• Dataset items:
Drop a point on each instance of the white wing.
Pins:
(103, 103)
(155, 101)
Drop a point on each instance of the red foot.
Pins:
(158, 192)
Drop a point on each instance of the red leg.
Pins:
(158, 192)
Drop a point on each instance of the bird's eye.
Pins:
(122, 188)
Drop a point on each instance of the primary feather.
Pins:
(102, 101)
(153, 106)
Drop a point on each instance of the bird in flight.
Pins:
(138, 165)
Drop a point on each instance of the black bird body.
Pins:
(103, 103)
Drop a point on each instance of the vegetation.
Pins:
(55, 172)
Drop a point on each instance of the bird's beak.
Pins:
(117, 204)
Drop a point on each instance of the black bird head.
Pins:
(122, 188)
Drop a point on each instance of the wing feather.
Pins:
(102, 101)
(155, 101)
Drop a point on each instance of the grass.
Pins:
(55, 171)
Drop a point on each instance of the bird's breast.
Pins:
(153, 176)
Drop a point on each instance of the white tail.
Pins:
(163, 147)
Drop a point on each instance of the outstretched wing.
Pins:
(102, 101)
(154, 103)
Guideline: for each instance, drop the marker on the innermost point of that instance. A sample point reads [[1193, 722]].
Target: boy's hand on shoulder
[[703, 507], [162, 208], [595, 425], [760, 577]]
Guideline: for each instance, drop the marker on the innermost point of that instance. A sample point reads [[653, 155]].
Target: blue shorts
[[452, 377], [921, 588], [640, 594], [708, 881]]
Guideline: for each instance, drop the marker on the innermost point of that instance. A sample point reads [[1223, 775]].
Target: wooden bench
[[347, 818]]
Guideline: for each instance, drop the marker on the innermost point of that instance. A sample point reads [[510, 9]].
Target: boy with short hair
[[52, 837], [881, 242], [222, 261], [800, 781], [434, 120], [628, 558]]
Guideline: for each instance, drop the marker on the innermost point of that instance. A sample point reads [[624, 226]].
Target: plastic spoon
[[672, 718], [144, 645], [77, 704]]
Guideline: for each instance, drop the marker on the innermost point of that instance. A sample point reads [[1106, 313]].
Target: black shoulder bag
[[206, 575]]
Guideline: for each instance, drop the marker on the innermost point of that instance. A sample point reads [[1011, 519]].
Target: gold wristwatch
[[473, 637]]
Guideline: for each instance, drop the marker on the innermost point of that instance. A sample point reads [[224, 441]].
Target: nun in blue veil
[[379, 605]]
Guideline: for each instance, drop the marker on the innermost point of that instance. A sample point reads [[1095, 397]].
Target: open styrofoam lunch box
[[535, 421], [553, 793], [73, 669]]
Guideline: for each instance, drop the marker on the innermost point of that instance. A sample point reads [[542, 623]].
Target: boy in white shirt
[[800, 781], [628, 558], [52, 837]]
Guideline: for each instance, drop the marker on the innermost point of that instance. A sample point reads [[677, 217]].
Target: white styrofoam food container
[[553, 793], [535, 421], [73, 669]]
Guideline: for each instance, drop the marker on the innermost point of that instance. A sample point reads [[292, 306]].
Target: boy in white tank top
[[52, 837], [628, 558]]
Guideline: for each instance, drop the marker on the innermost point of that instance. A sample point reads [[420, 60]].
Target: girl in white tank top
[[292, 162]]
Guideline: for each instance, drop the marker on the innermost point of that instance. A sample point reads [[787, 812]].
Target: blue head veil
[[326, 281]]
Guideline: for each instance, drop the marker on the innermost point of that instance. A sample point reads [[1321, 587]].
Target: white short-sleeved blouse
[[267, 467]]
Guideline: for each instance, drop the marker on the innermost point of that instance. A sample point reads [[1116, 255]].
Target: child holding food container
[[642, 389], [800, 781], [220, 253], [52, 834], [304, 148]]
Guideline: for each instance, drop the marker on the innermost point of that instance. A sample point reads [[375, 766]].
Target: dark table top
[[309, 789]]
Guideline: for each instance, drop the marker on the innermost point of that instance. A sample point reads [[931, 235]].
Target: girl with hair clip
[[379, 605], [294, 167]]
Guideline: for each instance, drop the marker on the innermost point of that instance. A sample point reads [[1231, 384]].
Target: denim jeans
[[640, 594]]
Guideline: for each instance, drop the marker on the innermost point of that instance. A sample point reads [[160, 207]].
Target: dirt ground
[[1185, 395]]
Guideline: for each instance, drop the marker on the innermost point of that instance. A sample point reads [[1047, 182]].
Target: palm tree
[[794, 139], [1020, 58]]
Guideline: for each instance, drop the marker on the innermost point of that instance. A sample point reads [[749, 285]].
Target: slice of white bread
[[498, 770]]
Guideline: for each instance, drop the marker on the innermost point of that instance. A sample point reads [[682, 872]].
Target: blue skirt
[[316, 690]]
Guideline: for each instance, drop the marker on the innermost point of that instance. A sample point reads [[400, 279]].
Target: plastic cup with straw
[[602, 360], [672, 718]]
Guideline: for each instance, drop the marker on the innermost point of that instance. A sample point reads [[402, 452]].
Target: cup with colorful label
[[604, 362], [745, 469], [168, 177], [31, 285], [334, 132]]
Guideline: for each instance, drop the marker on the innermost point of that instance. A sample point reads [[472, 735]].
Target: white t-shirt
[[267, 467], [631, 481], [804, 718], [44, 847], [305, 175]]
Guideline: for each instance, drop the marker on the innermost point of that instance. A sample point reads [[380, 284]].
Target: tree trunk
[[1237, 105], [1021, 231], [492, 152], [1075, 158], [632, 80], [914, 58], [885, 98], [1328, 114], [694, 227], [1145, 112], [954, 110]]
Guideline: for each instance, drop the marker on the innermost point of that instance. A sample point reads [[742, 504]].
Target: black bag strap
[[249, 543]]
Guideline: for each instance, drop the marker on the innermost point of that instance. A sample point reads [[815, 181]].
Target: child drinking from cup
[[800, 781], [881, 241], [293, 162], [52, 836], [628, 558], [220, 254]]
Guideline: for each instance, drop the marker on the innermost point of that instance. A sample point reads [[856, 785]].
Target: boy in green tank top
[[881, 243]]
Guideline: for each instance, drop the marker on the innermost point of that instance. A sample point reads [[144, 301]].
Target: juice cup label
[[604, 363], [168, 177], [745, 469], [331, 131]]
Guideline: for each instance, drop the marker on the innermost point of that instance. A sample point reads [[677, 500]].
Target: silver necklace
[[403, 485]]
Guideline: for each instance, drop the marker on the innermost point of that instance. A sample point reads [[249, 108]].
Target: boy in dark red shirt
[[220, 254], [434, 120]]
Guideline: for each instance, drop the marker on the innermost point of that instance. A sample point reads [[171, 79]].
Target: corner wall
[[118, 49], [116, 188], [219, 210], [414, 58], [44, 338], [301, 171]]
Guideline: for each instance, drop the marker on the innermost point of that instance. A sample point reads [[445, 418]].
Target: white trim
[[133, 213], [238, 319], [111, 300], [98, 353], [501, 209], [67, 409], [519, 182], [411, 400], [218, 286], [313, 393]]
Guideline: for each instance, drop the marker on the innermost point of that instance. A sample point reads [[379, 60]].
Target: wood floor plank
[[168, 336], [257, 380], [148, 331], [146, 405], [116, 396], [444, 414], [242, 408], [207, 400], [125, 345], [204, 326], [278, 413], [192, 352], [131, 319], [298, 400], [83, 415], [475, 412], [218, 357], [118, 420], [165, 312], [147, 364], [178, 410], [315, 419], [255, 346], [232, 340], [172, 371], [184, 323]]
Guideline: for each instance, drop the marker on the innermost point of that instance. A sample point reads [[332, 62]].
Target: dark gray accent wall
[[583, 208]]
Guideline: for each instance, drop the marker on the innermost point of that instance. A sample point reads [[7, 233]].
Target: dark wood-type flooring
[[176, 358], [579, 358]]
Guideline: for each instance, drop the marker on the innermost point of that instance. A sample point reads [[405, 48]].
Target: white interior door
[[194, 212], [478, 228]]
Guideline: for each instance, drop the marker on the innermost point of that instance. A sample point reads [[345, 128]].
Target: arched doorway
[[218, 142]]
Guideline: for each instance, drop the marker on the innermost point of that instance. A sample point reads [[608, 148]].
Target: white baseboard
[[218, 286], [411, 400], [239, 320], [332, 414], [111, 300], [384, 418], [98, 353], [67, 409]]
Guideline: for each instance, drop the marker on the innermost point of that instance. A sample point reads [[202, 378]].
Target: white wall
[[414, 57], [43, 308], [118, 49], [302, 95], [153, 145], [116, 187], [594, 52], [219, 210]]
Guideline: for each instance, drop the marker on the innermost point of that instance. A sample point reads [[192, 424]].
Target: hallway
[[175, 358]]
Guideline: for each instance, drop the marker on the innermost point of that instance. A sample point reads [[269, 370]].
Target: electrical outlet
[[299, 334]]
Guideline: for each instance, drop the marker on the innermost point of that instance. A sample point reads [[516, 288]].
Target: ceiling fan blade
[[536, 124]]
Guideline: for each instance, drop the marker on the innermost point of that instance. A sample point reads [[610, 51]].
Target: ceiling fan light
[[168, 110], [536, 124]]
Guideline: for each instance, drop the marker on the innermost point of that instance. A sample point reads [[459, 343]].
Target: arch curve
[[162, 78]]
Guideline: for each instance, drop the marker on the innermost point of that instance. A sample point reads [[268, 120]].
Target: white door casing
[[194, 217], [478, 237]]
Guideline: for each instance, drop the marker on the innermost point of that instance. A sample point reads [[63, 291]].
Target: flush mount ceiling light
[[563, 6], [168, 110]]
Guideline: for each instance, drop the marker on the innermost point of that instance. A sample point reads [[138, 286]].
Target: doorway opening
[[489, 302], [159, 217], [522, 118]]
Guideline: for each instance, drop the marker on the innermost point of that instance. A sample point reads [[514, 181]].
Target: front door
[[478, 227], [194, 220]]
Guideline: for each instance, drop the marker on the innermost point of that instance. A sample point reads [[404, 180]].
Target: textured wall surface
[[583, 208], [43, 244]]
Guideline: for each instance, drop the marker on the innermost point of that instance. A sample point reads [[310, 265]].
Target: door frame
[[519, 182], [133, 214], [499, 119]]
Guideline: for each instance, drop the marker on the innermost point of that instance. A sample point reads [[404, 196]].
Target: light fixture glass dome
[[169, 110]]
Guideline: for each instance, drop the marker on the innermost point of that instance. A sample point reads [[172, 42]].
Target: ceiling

• EXERCISE REQUIREMENTS:
Could you restate, word for word, the lines above from the one with "Target: girl in white tank top" to the one with "reads [[402, 452]].", both included?

• WRITTEN SOLUTION:
Target: girl in white tank top
[[292, 162]]
Guideline: for each instance, drop the marker on the innermost point of that instance. A sample point reads [[787, 812]].
Target: blue head veil
[[326, 281]]
Guideline: for each instance, drop the marker on the innermost point of that instance. A sample point reads [[1321, 587]].
Target: white short-sleeved blouse
[[267, 467]]
Guideline: for each instance, drop the marker on the innermost point of that instance. A sample point reads [[1116, 255]].
Target: child holding food container
[[642, 389], [800, 781], [220, 253], [52, 834], [304, 148]]
Guideline: for each instance, drop the marker on the innermost point of that instance. A sample point reads [[375, 766]].
Target: dark table top
[[309, 789]]
Guideline: for each instance, drop the marker on the innermost point of that instance. A sample point reads [[931, 235]].
Target: girl with hair clip
[[379, 605], [294, 167]]
Guideline: for each instance, drop the marker on the innermost point of that instance. A sample point reads [[1231, 384]].
Target: denim jeans
[[640, 594]]
Guideline: for each instance, drop the marker on the innermost point of that instance. A sample point reads [[160, 207]].
Target: dirt ground
[[1185, 395]]
Guideline: for each instance, drop the marker on the innermost point of that instance. A sample point reads [[1047, 182]].
Target: palm tree
[[794, 139], [1020, 58]]
Guideline: for each instance, drop the marker on the innermost point of that instance. A sample point reads [[749, 285]].
Target: slice of white bread
[[498, 770]]
Guideline: for each instance, drop the marker on the innermost point of that instance. A sample point reads [[682, 872]].
Target: blue skirt
[[316, 690]]
Guideline: for each instance, drop the marker on the innermost point of that instance. A sample point reads [[400, 279]].
Target: plastic cup with straw
[[602, 360], [672, 718]]
Guideline: for each instance, drop the marker on the innermost point of that instance. A sample point reads [[402, 452]].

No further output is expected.